Reproduce the rows below, requests included, from the line containing "wet cliff face." up to and including the last line of the rows. Add 29 to every x and y coordinate in the answers, but not to the numbers in the requests or their format samples.
-.-.-
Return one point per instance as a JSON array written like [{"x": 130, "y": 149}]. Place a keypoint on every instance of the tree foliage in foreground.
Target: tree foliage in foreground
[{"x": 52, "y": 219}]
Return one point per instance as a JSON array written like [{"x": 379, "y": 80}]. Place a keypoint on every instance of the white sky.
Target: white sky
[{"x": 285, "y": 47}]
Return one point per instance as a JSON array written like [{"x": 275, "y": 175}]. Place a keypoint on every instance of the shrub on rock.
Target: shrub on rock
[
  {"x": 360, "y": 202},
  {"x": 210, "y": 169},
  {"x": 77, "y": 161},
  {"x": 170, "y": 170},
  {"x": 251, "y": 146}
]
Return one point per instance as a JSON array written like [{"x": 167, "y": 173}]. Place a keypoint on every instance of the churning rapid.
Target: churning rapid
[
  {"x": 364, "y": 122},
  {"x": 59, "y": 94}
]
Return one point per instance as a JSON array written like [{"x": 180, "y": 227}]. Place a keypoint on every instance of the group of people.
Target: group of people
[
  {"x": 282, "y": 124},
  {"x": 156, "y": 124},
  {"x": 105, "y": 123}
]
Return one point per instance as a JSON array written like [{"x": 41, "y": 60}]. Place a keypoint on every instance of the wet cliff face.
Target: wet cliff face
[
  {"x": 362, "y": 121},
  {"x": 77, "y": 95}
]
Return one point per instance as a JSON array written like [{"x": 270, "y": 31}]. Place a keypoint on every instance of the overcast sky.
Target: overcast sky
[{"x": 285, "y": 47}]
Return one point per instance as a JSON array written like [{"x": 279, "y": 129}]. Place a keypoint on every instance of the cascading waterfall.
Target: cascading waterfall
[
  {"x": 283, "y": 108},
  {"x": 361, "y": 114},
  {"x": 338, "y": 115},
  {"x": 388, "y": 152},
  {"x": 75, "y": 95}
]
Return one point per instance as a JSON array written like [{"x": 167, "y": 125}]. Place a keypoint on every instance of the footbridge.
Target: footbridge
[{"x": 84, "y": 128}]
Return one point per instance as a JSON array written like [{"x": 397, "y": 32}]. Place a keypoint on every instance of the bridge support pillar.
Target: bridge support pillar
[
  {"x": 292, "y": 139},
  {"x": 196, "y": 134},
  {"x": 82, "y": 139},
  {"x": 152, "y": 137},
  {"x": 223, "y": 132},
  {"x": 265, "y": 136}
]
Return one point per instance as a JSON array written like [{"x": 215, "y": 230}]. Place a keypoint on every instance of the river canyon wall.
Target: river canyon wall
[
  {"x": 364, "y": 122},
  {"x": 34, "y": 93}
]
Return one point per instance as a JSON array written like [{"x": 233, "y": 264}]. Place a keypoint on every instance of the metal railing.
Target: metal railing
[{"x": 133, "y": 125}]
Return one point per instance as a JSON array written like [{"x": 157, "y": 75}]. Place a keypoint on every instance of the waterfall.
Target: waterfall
-.-.-
Task solution.
Return one point per instance as a JSON array written like [{"x": 41, "y": 60}]. Place a keypoint on every instance of the wet cliff face.
Target: wet cliff face
[
  {"x": 391, "y": 150},
  {"x": 106, "y": 124}
]
Return one point per instance as a JSON array written like [{"x": 270, "y": 31}]. Place a keypoint on every instance of the overcast sky.
Target: overcast sky
[{"x": 314, "y": 76}]
Return one point per instance as a JSON array written like [{"x": 279, "y": 129}]. Place a keypoint on every instance of the cascading waterfall.
Target: cascading waterfall
[
  {"x": 312, "y": 137},
  {"x": 390, "y": 143},
  {"x": 367, "y": 144},
  {"x": 417, "y": 181},
  {"x": 104, "y": 124}
]
Return one point per instance as a JSON array written like [{"x": 167, "y": 125}]. Place a keypoint on every instance of the footbridge.
Target: footbridge
[{"x": 113, "y": 157}]
Return one point per instance as a JSON array written like [{"x": 397, "y": 32}]. Place a keypoint on every instance of the bridge support pillar.
Target: bridge support pillar
[
  {"x": 321, "y": 168},
  {"x": 225, "y": 163},
  {"x": 111, "y": 168},
  {"x": 181, "y": 166},
  {"x": 252, "y": 161},
  {"x": 294, "y": 165}
]
Return one point per instance as a JSON array written like [{"x": 215, "y": 230}]. Place a keypoint on every instance of the river canyon wall.
Target: river canyon wall
[
  {"x": 393, "y": 151},
  {"x": 63, "y": 122}
]
Return one point per instance as a JSON array written like [{"x": 233, "y": 264}]. Place a keypoint on every instance of the metal railing.
Target: metal railing
[{"x": 162, "y": 154}]
Return one point per instance as a JSON array written like [{"x": 157, "y": 75}]. Place a keypoint on every instance of the waterfall.
Target: waterfall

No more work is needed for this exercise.